*EXERCISE:*
Sort through the data and copy the lines holding the word "spot".

*Natural-language object grounding data:*
● ● ●
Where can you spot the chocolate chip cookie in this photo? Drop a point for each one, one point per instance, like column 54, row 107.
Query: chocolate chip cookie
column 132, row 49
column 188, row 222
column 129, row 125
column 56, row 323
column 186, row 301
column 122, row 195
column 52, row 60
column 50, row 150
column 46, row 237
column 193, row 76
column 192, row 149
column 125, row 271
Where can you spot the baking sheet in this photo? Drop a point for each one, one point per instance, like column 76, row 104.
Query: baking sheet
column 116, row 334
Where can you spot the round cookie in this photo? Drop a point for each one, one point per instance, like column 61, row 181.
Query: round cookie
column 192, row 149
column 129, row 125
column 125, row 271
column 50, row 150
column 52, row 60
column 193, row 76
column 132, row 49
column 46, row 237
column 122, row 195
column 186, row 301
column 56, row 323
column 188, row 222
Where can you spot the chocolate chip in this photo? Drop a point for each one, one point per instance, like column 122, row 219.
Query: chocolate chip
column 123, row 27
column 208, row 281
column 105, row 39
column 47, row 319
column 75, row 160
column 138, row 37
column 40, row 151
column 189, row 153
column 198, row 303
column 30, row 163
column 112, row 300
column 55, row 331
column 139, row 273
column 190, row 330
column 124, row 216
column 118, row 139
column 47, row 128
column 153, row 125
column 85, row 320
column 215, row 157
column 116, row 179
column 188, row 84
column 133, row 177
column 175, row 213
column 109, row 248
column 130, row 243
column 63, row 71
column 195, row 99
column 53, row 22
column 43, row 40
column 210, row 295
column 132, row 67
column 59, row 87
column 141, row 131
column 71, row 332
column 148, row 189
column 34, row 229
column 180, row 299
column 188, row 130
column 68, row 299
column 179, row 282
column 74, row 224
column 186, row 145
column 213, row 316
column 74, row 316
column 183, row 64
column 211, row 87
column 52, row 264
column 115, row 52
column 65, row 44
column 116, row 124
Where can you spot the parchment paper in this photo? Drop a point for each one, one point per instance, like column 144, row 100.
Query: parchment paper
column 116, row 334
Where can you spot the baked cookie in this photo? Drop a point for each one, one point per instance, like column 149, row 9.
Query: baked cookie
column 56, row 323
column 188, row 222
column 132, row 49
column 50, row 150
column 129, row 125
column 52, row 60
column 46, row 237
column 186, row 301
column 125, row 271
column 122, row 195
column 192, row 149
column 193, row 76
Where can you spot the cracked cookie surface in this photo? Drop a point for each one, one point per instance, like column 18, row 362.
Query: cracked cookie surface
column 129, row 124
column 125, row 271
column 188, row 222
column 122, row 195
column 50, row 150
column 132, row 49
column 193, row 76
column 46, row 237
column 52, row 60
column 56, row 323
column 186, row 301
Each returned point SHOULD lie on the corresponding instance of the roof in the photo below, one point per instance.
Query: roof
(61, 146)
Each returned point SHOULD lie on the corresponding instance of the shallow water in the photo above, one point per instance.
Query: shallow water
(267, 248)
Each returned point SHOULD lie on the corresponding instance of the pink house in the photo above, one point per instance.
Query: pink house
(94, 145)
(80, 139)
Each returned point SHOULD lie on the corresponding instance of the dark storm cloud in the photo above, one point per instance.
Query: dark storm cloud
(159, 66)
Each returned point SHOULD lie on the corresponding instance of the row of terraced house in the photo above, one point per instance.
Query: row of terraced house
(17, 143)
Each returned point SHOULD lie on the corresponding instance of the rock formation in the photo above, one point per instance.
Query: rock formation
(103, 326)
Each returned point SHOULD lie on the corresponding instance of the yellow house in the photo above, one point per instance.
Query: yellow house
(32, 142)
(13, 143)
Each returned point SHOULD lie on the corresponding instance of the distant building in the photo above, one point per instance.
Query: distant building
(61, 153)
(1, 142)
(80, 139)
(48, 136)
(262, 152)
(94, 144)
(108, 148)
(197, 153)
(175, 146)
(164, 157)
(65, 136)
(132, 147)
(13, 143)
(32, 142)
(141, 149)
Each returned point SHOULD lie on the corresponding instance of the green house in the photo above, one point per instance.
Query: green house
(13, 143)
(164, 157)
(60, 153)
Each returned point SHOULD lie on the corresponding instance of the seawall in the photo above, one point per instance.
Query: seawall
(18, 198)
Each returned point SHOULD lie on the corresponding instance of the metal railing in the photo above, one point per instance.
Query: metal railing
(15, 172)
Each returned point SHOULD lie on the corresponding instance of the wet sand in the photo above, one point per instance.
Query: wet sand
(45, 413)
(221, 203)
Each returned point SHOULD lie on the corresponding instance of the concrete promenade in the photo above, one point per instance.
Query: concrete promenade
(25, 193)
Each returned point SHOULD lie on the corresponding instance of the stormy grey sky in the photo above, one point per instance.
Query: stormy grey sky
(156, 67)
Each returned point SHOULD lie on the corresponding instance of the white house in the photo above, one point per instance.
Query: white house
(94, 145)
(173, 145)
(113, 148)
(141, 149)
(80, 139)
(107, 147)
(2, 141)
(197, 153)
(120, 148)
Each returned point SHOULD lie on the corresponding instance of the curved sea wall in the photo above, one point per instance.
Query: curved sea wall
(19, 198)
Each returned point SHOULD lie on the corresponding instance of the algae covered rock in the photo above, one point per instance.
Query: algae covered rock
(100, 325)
● ● ●
*FINISHED TASK:*
Where can you spot the chocolate chip cookie in this photo? Drop a point for each one, one point per instance, like column 54, row 107.
Where can you spot the baking sheet in this photo? Drop a point for each one, one point per instance, like column 76, row 104.
Where can you spot the round cookie in this photo? Drop a point for each one, one point per instance, like column 61, row 181.
Where can you spot the chocolate chip in this photo? Drop a point for each one, one point per instance, like column 122, row 219.
Where can you spot the parchment paper in this photo? Drop a point for each one, one point per instance, like column 144, row 100.
Where can you spot the baked cookie in this photo? Drop a point for each one, one point per instance, like column 149, row 9.
Where can you spot the cracked cookie surface in this photo? Drop a point for each one, one point per instance, like column 18, row 362.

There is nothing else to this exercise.